— begin Data to process —
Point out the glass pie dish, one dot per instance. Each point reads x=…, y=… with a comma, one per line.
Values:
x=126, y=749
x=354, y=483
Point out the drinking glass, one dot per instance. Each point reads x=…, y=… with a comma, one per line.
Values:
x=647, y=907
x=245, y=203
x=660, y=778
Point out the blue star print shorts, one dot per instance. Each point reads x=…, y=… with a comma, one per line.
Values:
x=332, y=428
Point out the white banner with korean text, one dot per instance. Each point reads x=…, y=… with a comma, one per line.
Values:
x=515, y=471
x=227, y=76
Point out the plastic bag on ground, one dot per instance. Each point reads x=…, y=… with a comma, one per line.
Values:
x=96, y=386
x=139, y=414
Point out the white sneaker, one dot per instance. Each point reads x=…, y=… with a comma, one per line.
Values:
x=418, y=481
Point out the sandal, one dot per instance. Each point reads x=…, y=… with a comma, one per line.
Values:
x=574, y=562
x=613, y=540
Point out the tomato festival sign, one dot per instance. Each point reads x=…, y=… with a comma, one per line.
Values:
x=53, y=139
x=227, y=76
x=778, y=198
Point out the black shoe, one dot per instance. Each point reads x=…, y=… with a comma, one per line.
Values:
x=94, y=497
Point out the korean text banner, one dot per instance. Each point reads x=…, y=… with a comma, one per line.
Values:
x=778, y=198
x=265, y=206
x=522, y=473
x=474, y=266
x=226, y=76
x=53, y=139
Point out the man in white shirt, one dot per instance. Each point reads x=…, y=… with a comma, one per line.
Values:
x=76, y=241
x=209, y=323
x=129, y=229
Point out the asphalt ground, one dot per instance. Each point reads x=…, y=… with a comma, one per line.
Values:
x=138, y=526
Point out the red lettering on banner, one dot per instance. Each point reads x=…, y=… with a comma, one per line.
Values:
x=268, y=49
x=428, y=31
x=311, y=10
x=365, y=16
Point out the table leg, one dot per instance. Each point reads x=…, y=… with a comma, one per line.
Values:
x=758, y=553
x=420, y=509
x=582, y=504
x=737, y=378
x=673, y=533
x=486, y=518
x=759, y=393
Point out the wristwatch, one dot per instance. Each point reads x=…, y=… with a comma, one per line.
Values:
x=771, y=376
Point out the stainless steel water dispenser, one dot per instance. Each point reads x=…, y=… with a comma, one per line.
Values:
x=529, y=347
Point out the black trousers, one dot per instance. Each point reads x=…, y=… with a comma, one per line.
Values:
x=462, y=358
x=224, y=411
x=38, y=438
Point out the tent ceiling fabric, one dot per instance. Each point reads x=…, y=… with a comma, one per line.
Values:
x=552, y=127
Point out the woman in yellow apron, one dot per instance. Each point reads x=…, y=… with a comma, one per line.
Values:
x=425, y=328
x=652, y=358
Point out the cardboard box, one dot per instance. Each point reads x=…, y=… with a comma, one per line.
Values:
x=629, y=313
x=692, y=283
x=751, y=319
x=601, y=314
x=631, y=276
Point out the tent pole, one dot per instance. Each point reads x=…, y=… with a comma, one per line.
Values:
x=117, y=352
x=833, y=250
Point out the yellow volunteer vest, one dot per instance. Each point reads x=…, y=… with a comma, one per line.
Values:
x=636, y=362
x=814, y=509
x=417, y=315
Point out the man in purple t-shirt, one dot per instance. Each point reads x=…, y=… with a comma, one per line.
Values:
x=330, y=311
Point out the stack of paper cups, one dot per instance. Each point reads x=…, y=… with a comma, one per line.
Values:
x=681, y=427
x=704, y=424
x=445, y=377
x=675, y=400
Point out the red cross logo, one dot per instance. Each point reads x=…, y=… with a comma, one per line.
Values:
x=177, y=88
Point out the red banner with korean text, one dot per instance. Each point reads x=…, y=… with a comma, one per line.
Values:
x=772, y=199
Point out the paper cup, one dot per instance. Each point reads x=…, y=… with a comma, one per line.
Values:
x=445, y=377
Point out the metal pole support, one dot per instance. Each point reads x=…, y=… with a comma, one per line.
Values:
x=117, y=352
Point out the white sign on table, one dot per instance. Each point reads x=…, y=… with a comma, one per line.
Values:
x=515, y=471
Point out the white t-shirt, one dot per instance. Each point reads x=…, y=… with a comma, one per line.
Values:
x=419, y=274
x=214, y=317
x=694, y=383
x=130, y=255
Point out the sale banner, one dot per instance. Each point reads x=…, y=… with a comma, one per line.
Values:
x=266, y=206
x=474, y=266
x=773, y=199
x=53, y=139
— end Data to process —
## Task objective
Can you return, unchanged and line for line, the part of the records that opens with the line containing "Point out the black trousers, one" and closes with the line containing "x=772, y=199", including both of those lines?

## Solution to this task
Point out the black trousers, one dot per instance. Each point reads x=…, y=… with a comma, one per line.
Values:
x=462, y=358
x=224, y=411
x=38, y=438
Point out the tent ceiling fabric, one dot per instance. Each point reads x=…, y=… with a comma, one per line.
Values:
x=552, y=127
Point out the woman in yellow apron, one dot per instance. Each point reads x=…, y=… with a comma, one per line.
Values:
x=425, y=328
x=652, y=358
Point out the cardboard box, one dot per instance. Each point reads x=…, y=… with a comma, one per line.
Values:
x=629, y=313
x=692, y=283
x=751, y=319
x=601, y=314
x=631, y=276
Point out the tent pole, one dot per instance. Each point reads x=…, y=… with a comma, one per line.
Values:
x=117, y=352
x=833, y=250
Point out the yellow volunteer vest, one dot per instance. Each point reads x=…, y=… with a comma, one per line.
Values:
x=636, y=362
x=814, y=509
x=417, y=315
Point out the man in purple t-shirt, one dot per instance. Each point reads x=…, y=… with a comma, one per line.
Values:
x=330, y=311
Point out the stack of paper cups, one dot per instance. Each point reads x=…, y=… with a comma, one per line.
Values:
x=681, y=427
x=704, y=424
x=445, y=377
x=675, y=400
Point out the red cross logo, one dot per instance. Each point reads x=…, y=… with a comma, one per line.
Values:
x=177, y=88
Point out the red banner with korean text, one dot per instance. Each point reads x=…, y=… with a comma, one per line.
Values:
x=772, y=199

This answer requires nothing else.